- Aim of the task: From the records below, reproduce word for word the lines between the line holding "human hand in the frame above." and the line holding "0,143 -> 431,426", inclusive.

- Data for this exercise:
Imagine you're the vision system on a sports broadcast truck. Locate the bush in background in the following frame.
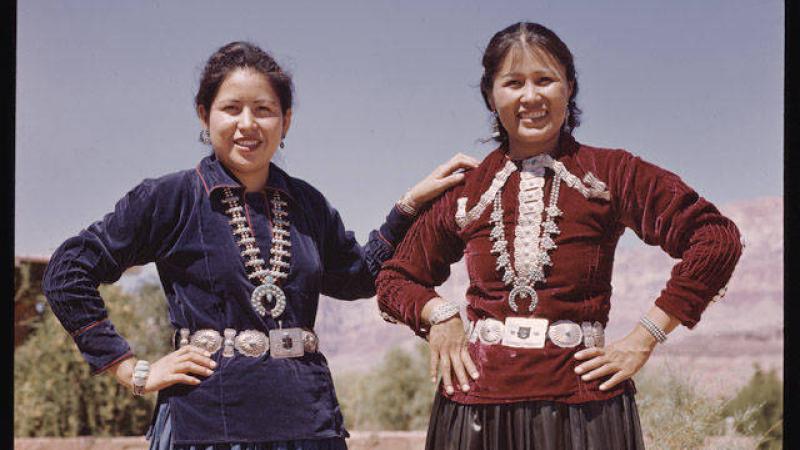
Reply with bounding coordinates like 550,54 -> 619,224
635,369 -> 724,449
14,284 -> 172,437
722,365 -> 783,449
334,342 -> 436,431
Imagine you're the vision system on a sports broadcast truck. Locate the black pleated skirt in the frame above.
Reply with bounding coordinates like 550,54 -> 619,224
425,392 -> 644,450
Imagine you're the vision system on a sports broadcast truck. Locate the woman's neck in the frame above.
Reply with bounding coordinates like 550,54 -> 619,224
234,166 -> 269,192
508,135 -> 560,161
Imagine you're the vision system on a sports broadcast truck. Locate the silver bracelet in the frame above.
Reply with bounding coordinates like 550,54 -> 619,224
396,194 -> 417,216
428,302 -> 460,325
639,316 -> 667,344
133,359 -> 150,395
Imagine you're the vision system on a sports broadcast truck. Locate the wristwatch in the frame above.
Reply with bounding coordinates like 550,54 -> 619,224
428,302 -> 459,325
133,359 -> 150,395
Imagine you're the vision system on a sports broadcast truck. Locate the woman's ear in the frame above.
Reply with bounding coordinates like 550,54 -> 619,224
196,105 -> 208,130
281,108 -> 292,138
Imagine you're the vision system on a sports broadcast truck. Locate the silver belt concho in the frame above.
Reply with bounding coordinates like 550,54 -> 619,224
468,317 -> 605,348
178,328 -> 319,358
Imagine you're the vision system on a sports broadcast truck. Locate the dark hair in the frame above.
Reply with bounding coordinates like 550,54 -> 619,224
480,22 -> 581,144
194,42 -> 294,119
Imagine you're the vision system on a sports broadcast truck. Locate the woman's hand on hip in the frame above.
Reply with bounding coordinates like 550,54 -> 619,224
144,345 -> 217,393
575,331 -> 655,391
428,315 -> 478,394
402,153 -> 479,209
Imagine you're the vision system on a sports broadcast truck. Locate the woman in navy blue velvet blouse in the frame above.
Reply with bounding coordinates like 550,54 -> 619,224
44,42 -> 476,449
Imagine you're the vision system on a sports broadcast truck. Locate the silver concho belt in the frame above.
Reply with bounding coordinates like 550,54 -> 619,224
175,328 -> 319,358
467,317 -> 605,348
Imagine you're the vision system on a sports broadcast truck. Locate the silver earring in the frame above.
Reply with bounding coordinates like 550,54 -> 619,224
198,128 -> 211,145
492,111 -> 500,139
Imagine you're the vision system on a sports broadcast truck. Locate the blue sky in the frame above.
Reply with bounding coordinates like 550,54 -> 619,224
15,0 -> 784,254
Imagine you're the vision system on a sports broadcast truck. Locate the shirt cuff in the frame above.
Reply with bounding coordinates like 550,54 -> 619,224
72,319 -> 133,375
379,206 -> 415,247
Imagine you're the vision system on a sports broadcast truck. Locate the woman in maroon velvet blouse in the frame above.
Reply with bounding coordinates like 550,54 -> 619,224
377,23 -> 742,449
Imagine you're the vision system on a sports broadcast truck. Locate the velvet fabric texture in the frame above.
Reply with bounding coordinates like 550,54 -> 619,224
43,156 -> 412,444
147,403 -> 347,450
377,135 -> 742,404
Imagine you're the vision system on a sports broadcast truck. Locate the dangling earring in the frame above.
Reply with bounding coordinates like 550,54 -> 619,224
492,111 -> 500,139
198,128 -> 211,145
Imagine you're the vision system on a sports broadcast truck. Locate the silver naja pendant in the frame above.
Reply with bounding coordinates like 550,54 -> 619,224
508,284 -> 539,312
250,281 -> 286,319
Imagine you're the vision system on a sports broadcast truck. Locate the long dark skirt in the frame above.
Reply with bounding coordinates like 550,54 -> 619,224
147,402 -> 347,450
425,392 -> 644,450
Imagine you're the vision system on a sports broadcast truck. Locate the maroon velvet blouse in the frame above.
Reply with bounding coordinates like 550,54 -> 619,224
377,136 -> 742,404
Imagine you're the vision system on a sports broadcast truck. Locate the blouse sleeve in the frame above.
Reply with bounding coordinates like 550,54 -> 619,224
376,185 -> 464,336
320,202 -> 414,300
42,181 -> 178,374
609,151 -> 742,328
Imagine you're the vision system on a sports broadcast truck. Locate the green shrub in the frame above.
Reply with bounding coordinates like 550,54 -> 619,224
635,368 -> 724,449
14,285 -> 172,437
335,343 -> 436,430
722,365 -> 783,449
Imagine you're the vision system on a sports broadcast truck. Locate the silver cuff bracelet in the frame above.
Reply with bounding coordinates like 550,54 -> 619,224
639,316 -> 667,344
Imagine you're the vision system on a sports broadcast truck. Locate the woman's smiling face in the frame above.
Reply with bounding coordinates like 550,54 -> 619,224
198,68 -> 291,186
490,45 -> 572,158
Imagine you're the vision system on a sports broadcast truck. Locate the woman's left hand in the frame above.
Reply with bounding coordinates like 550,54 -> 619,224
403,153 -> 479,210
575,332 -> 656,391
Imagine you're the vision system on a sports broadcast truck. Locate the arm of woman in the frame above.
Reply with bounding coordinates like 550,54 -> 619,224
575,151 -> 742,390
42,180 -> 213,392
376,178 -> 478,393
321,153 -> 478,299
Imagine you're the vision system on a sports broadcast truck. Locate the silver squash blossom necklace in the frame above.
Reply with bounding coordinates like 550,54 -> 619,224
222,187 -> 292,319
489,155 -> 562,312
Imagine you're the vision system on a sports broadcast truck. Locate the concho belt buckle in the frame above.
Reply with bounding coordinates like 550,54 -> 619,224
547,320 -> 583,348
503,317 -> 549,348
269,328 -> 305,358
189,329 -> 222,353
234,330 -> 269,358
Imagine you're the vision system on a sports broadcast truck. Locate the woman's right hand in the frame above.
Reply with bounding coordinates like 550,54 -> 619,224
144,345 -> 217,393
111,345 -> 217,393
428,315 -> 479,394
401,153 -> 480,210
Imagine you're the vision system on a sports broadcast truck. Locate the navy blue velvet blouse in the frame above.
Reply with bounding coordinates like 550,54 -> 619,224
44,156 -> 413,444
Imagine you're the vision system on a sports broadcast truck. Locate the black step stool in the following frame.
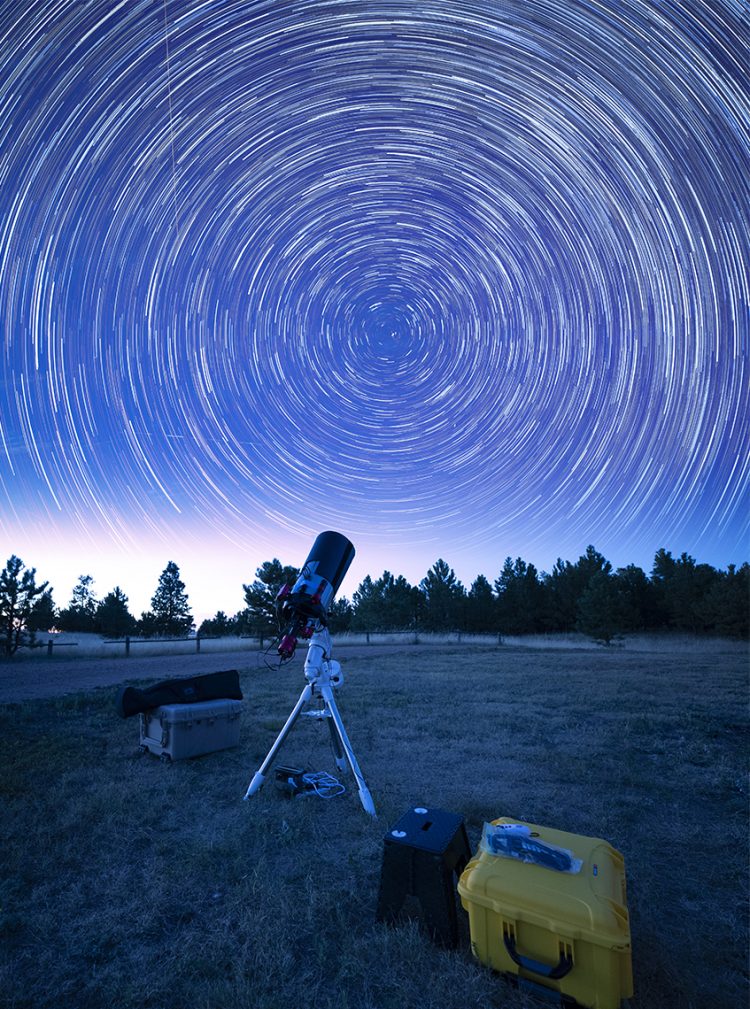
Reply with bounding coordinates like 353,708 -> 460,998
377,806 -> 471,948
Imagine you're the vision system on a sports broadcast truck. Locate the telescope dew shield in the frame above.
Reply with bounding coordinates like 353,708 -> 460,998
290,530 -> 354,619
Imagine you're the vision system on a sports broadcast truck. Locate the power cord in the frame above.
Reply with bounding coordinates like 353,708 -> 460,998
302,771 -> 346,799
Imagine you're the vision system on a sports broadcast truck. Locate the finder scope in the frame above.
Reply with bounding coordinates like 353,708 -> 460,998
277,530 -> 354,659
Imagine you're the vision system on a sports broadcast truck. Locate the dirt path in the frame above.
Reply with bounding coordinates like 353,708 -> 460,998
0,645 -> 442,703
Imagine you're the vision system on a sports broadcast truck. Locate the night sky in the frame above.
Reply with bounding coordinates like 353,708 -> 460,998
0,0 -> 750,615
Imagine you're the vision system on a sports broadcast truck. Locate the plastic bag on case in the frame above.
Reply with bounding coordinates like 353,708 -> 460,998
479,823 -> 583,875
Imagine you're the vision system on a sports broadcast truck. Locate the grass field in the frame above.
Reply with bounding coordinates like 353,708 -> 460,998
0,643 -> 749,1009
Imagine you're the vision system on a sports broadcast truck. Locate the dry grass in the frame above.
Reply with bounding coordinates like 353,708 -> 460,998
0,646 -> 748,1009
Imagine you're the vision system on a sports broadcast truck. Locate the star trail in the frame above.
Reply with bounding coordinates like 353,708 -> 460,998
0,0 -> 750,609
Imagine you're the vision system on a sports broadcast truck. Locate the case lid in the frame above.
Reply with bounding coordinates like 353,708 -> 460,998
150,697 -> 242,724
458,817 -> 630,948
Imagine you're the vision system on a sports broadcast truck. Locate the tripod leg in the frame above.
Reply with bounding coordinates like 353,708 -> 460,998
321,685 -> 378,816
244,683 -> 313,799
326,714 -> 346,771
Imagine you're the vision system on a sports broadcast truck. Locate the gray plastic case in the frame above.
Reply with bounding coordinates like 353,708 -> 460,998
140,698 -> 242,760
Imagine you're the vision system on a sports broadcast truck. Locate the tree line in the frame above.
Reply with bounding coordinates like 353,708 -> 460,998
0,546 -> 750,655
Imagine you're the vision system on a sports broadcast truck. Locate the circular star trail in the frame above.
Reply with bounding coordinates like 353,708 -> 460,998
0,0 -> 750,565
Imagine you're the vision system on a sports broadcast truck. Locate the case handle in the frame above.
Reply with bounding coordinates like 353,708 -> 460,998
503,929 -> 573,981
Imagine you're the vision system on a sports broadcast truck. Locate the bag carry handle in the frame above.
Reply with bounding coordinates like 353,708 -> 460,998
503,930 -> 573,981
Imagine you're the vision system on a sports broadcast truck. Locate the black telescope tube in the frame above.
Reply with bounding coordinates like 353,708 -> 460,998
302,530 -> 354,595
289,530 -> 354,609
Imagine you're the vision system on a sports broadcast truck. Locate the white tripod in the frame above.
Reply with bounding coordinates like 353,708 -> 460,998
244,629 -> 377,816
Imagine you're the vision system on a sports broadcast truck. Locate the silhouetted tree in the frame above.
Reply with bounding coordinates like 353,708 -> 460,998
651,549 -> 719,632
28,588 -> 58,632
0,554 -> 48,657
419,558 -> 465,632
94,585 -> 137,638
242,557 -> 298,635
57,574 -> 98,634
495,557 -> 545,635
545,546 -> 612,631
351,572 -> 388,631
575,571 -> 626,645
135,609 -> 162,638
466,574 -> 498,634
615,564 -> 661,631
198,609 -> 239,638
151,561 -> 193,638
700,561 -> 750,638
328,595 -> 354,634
---
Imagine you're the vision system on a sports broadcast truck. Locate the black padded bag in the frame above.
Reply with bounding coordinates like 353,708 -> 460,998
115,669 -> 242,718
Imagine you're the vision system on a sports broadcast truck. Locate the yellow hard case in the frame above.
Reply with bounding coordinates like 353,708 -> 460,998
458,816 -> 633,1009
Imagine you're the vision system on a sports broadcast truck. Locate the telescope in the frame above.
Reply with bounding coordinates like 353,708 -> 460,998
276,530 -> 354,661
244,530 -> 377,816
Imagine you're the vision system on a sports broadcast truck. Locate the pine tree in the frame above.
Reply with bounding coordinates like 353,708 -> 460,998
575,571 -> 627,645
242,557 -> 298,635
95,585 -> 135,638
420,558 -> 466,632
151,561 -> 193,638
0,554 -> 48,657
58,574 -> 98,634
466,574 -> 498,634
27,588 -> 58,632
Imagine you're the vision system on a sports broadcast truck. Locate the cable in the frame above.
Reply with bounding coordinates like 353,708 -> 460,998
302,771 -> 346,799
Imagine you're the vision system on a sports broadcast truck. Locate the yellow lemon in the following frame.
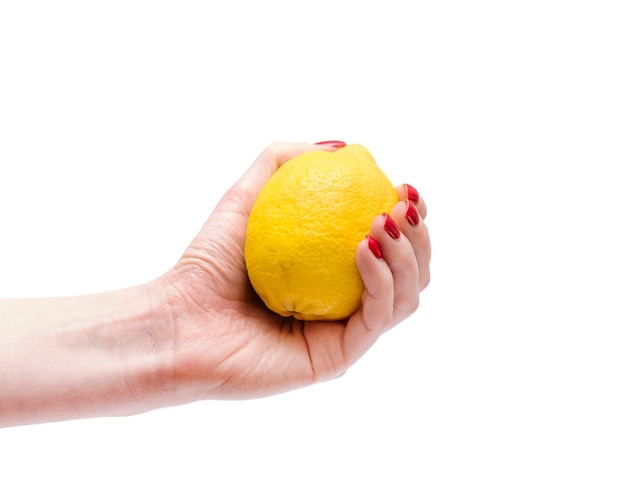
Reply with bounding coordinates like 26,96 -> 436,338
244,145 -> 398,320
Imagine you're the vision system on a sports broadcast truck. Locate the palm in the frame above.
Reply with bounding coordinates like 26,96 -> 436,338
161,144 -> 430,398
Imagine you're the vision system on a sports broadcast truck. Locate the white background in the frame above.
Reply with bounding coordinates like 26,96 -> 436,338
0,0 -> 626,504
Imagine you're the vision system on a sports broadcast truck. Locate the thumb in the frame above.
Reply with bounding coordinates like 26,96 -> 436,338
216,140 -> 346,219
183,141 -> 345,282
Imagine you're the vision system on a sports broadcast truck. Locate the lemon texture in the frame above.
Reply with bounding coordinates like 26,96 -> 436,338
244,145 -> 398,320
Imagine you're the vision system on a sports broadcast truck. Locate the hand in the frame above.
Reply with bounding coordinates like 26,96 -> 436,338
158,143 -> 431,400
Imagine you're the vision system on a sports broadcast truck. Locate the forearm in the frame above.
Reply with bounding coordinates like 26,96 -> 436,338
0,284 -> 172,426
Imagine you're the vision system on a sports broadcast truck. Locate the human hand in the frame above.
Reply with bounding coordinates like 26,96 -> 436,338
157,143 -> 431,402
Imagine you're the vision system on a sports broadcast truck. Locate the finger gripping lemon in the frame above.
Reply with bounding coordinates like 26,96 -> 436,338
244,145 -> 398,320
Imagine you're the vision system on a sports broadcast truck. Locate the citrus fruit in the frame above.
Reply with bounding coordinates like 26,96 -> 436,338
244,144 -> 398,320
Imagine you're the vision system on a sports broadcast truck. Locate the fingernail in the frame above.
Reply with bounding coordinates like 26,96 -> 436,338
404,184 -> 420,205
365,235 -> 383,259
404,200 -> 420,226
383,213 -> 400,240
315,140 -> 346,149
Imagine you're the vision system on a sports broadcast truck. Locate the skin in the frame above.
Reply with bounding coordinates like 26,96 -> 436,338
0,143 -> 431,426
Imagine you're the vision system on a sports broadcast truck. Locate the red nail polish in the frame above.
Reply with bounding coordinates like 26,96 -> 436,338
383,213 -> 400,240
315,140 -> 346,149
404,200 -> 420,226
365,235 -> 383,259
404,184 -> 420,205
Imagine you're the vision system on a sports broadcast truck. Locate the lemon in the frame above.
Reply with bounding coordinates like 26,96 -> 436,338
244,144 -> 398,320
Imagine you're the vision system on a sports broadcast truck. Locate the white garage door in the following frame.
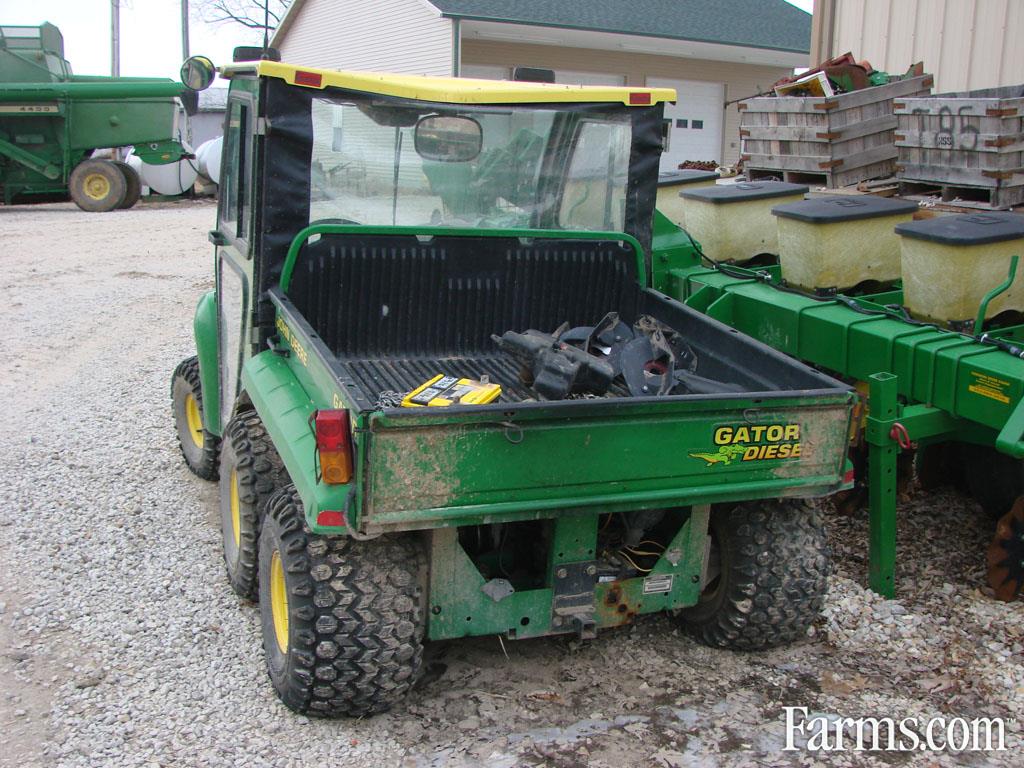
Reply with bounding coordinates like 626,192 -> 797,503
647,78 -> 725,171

- Response below:
Imagine you're the vision system on a sports broadcast truck. Locate the human hand in the frame above.
Reply with bounding coordinates like 26,96 -> 436,338
157,143 -> 431,402
Imagine you're the vision system on a sports broadcast truck. Locate the finger gripping lemon in the frame above.
Reply with bounding coordinates like 26,96 -> 436,338
244,145 -> 398,320
Imagine you're the vision system on a sports broadcast truck. Locate the citrus fruit in the frame above.
Reply with bounding coordinates like 26,96 -> 436,338
244,144 -> 398,320
Imagine you're the vision system on a sports broadcast truck. Locate the fingernail in the frame above.
Reply with bounding coordinates like 26,96 -> 436,338
404,184 -> 420,205
365,235 -> 383,259
404,200 -> 420,226
383,213 -> 400,240
315,140 -> 346,149
Imagine you're the vision system on a sports broadcast truck. Locate the skin in the frame above.
Reply with bounding coordinates like 26,96 -> 436,338
0,143 -> 431,426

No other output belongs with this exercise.